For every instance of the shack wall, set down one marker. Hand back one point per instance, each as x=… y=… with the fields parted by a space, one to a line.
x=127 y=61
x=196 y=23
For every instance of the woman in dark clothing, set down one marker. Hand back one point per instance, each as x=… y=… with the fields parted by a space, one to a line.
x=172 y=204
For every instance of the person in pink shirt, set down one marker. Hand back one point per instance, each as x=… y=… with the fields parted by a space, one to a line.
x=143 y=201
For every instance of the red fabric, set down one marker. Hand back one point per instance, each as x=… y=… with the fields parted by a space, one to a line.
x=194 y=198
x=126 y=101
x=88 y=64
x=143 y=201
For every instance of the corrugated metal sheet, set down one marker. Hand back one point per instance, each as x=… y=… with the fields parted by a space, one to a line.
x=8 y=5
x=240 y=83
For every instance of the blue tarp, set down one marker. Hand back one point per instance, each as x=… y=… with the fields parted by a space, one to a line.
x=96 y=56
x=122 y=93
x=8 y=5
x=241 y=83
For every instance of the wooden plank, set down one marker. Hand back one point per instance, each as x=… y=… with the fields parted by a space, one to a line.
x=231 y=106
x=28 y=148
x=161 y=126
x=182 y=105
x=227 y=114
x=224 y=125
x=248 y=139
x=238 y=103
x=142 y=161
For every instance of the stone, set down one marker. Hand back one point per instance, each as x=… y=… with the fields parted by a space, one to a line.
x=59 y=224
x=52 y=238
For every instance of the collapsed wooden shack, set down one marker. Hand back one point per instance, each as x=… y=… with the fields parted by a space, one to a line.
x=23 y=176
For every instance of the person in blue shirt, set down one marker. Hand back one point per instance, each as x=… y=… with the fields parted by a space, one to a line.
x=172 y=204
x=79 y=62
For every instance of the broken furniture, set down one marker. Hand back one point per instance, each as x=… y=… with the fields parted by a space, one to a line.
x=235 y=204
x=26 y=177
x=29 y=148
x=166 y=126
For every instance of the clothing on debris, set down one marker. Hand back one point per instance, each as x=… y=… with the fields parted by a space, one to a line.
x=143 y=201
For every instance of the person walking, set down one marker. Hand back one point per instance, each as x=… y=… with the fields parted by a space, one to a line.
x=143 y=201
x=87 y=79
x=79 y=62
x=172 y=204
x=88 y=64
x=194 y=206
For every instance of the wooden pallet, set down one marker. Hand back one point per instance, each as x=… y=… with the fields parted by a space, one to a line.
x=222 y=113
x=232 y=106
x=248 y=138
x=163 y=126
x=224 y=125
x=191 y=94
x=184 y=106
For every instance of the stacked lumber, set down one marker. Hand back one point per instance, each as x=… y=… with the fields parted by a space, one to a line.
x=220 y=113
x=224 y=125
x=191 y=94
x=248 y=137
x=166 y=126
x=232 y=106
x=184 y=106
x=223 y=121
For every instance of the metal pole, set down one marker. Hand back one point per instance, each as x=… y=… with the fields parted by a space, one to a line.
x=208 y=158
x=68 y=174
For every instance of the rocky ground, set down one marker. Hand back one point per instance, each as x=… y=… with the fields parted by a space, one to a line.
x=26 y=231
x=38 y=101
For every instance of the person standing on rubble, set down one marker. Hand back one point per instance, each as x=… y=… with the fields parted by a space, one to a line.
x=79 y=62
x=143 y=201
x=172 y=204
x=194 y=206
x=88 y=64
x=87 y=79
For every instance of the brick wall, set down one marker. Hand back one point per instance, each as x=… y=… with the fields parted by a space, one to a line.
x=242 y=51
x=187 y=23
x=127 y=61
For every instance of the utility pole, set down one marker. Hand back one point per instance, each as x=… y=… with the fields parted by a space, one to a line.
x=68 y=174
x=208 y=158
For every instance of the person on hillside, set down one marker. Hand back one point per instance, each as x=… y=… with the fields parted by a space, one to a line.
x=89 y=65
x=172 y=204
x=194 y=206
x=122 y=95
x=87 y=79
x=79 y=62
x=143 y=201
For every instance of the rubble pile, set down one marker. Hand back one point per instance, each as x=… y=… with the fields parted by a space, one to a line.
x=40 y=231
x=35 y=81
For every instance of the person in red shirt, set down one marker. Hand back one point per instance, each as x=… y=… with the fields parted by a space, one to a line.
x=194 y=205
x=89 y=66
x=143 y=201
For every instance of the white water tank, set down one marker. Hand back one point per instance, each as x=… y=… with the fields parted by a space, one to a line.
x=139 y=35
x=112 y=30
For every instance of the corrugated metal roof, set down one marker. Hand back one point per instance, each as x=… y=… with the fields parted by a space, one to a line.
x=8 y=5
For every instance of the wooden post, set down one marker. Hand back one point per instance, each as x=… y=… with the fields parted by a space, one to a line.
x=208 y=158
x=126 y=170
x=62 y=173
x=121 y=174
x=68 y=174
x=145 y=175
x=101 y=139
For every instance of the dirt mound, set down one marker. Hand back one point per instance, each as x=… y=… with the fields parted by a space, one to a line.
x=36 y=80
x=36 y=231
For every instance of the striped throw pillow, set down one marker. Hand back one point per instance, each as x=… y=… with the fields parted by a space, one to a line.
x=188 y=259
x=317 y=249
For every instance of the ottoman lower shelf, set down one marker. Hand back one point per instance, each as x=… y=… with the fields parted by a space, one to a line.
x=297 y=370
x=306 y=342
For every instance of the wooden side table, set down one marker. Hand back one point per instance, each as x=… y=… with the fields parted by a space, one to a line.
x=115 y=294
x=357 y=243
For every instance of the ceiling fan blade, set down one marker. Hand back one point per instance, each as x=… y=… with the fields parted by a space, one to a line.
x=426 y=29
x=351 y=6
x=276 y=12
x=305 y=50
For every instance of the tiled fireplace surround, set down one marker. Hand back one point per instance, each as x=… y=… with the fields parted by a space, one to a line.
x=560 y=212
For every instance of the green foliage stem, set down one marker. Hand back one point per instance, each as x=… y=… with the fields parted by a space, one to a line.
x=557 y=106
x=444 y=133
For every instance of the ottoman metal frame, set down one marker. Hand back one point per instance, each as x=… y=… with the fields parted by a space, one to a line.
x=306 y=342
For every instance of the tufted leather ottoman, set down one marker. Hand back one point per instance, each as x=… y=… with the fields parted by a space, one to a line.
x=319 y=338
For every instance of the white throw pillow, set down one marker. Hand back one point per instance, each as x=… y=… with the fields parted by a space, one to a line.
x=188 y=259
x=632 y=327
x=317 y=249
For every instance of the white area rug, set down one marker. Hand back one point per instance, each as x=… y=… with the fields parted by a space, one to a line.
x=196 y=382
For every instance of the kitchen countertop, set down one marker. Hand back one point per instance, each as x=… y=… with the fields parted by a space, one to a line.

• Problem requirements:
Copy everything from the line containing "For every instance of the white area" down to the last of the items above, keeping every word and mark unchanged.

• Worked answer:
For every instance of the white area rug, set down one marker. Hand back one point per instance, each as x=… y=… with the fields parted by a space, one to a line.
x=196 y=382
For every instance of the kitchen countertop, set down one marker. Hand back one point per instance, each as x=… y=… with the fields parted by a space, one to a line.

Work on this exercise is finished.